* **REQUIRED WORK**
Show every line in the records below that contains the word "green".

##### GIVEN DATA #####

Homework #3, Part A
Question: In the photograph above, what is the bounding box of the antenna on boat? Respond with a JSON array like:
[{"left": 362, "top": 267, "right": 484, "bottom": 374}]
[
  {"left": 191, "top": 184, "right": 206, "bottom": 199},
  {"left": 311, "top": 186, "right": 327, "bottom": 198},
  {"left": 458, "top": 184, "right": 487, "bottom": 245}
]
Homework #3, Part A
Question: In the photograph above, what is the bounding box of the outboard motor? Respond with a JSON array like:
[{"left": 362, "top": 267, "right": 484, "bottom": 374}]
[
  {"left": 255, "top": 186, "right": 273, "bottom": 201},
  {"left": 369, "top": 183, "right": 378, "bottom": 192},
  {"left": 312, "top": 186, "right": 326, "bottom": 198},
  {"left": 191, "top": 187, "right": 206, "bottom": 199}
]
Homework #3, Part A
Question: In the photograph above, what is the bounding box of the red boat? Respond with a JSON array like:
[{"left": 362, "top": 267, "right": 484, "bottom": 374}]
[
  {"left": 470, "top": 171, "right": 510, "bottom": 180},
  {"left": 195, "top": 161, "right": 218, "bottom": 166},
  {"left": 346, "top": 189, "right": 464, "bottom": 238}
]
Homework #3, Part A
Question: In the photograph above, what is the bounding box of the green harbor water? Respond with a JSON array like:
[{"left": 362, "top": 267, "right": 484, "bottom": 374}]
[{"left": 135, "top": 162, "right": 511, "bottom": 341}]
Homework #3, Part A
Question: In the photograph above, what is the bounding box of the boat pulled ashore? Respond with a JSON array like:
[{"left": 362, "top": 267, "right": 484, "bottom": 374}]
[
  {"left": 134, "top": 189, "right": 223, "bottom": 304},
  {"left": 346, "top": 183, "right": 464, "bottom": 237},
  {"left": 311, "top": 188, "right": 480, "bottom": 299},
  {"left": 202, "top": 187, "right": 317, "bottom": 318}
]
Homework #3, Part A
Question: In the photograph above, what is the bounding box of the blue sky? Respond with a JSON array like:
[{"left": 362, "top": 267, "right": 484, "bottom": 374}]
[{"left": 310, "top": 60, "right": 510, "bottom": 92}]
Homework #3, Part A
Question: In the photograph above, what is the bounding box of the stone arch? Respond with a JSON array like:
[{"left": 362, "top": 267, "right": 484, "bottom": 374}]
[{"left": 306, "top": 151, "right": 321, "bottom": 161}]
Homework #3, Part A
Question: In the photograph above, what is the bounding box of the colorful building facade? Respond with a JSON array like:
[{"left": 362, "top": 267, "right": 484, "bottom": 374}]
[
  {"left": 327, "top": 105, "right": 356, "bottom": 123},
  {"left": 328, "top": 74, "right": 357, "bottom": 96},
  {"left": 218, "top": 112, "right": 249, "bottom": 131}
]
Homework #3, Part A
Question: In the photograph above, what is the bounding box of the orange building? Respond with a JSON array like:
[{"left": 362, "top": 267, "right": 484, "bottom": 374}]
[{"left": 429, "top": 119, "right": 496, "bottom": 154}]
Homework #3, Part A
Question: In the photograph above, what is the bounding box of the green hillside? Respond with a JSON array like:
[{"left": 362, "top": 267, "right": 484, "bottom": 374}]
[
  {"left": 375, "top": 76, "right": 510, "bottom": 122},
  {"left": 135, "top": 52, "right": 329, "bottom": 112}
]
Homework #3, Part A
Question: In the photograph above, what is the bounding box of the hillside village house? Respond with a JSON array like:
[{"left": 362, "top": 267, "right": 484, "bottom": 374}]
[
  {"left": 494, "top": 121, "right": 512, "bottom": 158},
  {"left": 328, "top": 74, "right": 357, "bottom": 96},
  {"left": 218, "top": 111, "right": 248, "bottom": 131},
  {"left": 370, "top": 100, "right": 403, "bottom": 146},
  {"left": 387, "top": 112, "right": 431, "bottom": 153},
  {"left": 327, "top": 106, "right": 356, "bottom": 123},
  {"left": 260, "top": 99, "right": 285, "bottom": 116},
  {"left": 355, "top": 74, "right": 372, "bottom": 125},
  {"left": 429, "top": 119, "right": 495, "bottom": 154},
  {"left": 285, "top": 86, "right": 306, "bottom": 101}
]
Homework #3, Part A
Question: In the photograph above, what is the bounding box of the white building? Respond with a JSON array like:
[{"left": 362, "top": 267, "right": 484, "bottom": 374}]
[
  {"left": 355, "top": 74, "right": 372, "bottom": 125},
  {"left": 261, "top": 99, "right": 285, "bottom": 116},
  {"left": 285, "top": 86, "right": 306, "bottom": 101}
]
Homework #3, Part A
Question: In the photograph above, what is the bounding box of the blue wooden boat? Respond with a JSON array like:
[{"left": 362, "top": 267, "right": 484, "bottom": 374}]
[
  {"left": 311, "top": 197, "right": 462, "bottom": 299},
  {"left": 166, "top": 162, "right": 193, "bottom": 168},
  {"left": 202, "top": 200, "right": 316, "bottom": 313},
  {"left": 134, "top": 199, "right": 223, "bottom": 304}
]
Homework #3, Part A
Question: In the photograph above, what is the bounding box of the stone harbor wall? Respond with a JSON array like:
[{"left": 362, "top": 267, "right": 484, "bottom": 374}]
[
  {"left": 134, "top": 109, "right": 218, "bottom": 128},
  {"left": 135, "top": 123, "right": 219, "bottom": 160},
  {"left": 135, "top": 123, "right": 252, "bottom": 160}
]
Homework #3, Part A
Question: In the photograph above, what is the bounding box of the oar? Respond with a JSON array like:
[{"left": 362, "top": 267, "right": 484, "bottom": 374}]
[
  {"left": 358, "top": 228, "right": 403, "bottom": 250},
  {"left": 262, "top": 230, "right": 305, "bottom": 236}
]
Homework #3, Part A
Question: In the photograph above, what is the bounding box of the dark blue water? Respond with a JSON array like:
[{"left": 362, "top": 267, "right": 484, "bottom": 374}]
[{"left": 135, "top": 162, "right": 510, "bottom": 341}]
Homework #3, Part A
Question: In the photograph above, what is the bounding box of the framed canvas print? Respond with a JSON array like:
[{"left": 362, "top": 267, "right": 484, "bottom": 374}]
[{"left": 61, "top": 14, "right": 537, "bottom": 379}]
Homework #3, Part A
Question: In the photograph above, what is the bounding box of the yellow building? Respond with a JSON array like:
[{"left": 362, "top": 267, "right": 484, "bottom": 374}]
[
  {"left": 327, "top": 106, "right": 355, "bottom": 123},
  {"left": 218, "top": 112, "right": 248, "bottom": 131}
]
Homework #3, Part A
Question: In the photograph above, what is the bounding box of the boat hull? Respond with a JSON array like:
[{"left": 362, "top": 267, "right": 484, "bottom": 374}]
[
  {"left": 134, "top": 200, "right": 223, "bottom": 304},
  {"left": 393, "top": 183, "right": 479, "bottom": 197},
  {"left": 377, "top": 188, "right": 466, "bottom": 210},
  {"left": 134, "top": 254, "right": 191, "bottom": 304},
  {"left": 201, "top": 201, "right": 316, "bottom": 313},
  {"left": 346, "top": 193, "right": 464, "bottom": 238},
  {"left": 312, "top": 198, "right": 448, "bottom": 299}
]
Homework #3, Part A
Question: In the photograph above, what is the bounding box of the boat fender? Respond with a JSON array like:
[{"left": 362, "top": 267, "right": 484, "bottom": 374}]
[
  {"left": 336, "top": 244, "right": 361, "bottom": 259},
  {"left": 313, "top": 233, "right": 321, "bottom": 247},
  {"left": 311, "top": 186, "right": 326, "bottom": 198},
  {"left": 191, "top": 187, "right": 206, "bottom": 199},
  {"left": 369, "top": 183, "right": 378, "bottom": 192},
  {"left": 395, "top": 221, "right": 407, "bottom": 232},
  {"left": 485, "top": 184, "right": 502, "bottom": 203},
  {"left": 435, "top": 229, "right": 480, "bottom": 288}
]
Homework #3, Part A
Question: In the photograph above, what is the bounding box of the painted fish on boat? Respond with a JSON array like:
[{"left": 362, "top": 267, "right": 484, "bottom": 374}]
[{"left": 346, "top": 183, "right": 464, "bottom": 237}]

#####

* **FULL ANSWER**
Question: In the photograph above, what is the bounding box of the green harbor water? Respond with a JSON array like:
Question: In the photograph above, what is the bounding box of the green hillside? Respond with a JSON array like:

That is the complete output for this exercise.